**Work instruction:**
Your answer is to be every line of the material that includes the string "coordinates".

Start of Exercise inputs

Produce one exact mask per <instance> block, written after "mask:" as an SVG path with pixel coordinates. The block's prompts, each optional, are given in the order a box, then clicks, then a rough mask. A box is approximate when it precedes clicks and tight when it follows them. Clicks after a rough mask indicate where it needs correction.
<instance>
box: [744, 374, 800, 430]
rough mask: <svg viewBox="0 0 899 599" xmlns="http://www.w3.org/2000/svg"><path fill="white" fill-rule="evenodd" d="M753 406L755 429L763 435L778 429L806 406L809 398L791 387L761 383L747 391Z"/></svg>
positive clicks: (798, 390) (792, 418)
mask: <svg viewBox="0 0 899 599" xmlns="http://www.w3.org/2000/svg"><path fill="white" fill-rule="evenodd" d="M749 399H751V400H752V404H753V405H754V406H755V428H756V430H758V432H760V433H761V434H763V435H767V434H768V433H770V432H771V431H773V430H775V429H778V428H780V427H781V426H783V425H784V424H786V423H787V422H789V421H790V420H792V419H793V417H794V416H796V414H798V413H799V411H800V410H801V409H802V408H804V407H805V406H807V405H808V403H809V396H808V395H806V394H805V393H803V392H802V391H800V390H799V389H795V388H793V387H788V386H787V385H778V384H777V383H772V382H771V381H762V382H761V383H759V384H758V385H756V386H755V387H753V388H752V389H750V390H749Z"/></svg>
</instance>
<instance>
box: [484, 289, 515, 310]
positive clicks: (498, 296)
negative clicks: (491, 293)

End of Exercise inputs
Start of Exercise inputs

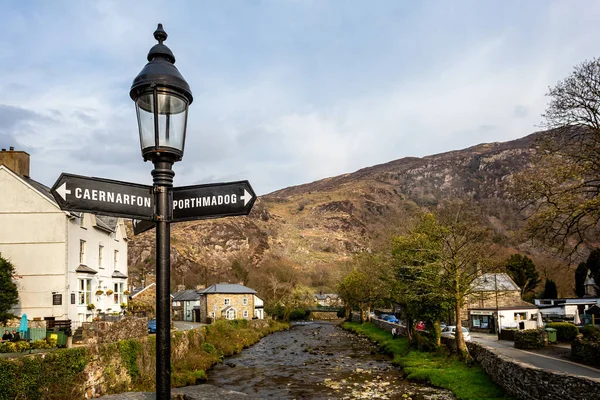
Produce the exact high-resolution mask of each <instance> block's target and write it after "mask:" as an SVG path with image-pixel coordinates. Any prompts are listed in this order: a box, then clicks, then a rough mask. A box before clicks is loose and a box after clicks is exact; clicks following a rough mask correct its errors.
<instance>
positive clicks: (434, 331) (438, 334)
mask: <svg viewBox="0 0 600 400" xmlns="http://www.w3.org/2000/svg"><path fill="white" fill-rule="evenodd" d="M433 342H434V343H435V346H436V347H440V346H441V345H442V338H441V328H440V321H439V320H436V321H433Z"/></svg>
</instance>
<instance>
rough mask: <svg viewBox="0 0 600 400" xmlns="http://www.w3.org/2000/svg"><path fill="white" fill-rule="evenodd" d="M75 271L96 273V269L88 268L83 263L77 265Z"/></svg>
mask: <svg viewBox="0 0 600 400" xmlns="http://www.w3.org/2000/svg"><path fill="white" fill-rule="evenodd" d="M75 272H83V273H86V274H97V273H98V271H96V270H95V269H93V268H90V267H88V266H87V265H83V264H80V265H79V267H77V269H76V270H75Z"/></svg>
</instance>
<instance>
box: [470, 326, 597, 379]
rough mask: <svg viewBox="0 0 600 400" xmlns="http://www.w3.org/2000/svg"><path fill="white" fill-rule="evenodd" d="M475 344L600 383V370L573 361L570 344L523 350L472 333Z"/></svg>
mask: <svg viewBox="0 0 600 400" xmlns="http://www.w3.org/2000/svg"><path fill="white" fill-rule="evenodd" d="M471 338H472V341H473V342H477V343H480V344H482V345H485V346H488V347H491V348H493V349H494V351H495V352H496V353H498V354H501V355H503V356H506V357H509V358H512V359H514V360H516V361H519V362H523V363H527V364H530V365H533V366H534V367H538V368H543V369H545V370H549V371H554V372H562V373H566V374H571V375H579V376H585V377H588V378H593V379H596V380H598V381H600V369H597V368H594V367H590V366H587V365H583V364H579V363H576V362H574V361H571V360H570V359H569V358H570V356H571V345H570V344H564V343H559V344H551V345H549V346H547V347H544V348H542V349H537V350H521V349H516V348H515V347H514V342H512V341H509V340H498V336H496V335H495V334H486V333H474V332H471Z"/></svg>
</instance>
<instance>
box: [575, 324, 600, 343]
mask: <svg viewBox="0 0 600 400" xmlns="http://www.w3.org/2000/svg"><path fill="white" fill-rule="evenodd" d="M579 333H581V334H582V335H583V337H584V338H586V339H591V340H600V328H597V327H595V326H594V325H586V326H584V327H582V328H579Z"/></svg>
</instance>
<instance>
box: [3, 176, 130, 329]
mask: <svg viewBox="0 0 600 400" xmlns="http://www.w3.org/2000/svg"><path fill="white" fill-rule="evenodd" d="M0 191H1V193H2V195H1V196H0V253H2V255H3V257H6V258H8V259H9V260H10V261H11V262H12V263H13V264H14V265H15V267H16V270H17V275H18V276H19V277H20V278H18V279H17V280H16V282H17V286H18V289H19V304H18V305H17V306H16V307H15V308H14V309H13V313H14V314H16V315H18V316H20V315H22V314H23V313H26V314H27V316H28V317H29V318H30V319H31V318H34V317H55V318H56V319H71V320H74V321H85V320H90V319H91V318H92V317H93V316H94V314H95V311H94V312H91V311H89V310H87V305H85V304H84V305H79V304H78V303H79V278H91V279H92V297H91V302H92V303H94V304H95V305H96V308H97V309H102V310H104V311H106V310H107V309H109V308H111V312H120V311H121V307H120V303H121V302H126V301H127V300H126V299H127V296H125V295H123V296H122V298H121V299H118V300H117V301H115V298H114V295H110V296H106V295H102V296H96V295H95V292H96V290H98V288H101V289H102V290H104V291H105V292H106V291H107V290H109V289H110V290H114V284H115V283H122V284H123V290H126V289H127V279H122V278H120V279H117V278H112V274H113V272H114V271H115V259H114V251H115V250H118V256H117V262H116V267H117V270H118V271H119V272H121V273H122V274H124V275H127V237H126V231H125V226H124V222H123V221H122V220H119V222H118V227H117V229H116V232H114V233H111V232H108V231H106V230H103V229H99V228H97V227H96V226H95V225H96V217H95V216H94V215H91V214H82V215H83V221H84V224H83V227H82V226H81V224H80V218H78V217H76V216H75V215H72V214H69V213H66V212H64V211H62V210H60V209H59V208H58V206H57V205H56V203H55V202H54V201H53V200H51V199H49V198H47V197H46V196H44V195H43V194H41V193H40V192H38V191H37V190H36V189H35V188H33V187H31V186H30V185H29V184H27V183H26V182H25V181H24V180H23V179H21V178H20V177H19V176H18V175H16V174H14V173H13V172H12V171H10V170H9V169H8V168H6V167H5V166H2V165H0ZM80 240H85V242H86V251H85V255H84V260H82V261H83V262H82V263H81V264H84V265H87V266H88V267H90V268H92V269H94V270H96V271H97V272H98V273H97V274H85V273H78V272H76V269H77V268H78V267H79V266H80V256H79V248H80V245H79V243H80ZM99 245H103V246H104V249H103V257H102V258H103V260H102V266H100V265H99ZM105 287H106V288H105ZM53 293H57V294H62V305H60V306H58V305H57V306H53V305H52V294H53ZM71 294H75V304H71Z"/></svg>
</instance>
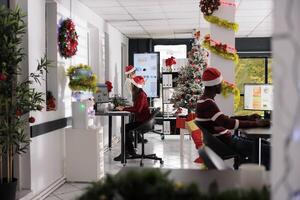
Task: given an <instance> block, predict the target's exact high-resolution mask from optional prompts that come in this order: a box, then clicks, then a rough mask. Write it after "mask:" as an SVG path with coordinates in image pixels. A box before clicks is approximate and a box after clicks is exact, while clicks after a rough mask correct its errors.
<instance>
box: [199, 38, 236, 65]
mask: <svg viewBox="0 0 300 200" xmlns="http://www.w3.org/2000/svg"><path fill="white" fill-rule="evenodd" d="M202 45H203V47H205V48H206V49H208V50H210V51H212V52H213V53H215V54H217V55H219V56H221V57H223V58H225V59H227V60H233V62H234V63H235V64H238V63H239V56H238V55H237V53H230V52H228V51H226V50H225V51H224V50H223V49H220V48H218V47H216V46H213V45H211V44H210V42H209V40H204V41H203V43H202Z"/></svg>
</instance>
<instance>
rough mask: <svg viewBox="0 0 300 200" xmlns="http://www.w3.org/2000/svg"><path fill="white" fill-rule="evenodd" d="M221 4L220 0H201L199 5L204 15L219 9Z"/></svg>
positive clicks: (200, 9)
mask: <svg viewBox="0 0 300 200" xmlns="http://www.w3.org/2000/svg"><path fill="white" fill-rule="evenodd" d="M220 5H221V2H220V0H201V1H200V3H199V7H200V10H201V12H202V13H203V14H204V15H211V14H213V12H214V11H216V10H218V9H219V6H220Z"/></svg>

End of Exercise inputs

**Worked solution:**
Produce one exact mask per <instance> block, written after "mask:" as an SVG path with pixel coordinates. The block's prompts, each optional, are given in the order a box, then clicks, then a rough mask. A box is approximate when it precedes clicks and tight when it follows them. Clicks after a rough mask indicate where it needs correction.
Produce the exact high-resolution mask of each <instance> block's target and write it after "mask:" as an SVG path with image-pixel coordinates. Any prompts are listed in this order: a box, then clicks, then a rough mask. A box before clicks is loose and a box after clicks is exact; clicks following a rough mask correct its errors.
Task: given an <instance> block, predict the target's exact high-resolution mask from optional prompts that come in this order: a box, then clicks, then a rough mask. Write it after "mask:" as an SVG path with coordinates in image pixels. A box before clicks is approximate and a box after clicks is exact, while clicks after a rough mask correct its errors.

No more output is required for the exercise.